■ GIVEN INFORMATION ■
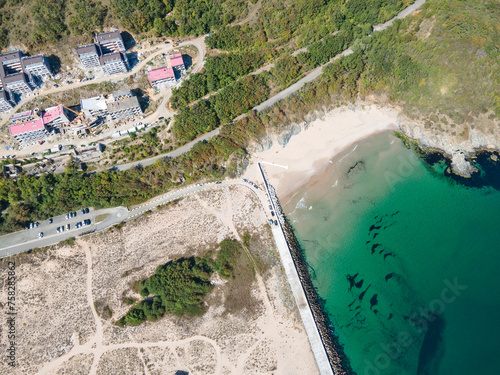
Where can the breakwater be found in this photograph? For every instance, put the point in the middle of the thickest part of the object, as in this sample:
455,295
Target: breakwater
327,352
337,359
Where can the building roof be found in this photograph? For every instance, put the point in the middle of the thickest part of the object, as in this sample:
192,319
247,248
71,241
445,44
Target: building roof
28,60
97,103
106,37
123,104
52,113
119,94
14,78
17,116
10,56
4,95
111,57
88,48
160,73
176,60
26,127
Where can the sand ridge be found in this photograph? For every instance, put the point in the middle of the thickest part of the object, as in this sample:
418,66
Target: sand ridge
307,153
62,328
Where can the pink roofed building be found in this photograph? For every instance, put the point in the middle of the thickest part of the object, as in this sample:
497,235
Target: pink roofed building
161,77
54,117
29,131
177,63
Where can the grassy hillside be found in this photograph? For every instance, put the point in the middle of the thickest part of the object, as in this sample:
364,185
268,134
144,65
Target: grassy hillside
37,23
445,60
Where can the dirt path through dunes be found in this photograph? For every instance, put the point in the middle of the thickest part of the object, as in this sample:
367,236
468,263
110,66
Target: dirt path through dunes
95,344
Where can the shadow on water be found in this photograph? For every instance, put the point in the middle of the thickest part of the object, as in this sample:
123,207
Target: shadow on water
188,61
432,350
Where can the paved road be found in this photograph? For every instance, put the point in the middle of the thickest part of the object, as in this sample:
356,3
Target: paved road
21,241
18,242
199,43
268,103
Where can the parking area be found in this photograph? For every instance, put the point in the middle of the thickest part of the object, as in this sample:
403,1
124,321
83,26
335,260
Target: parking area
58,224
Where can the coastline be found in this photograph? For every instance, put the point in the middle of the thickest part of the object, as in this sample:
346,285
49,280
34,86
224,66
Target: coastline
307,153
298,160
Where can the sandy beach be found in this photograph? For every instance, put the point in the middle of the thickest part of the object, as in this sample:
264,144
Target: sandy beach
308,153
251,326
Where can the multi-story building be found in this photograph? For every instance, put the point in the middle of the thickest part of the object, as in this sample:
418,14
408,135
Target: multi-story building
29,131
161,77
89,55
11,62
113,63
54,117
18,118
37,67
120,104
123,104
110,42
16,83
94,107
107,52
18,73
176,63
5,102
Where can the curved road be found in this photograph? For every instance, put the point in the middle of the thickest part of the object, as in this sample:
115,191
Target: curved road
199,43
18,242
269,102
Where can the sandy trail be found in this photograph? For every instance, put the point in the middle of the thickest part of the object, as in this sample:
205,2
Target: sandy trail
95,344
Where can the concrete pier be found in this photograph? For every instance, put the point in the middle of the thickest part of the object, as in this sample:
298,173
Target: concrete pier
299,294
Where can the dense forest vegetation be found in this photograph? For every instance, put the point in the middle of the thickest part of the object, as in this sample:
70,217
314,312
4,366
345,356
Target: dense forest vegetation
179,287
40,22
220,70
231,101
36,23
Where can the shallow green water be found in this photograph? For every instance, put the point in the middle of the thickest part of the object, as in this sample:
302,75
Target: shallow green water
407,260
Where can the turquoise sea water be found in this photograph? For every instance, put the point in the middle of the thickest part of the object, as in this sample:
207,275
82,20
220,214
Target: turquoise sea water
406,259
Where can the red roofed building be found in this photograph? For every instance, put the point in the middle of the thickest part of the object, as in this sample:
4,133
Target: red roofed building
161,77
54,117
177,63
29,131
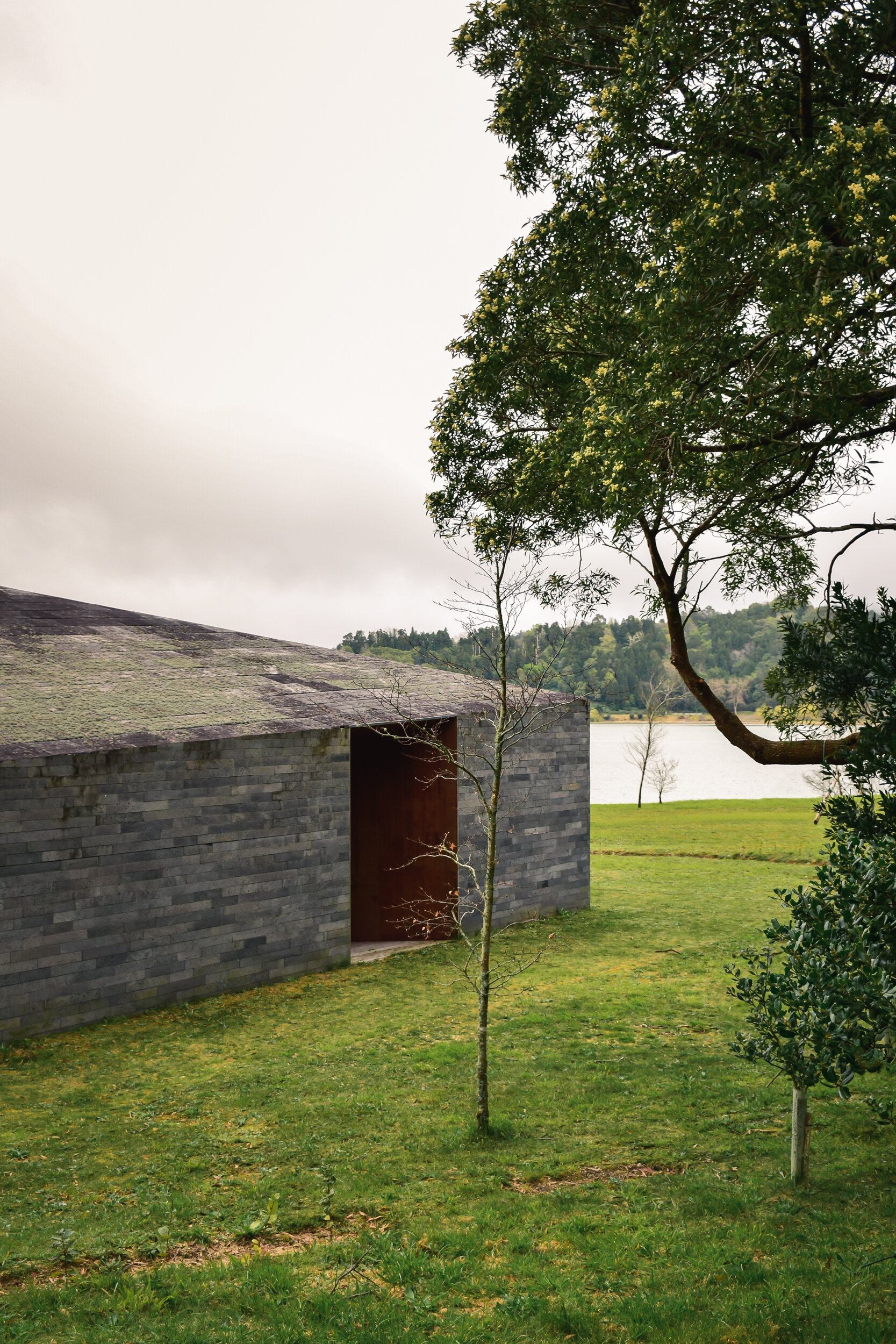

■ AIM OF THE TASK ■
Begin at the line that has "Where can the red" and copy every line through the end of the records, requests included. Multiply each point coordinate in the answers by 2.45 and round to whole numbers, halves up; keep the numbers in the requests and their samples as they are, and leave the pictures out.

■ CORRECT RESULT ■
Where can the red roofed building be found in this photograph? For every instance, put the point in the middle of the thickest part of the object, as in this sample:
4,133
Target: red roofed building
394,189
132,287
434,154
71,321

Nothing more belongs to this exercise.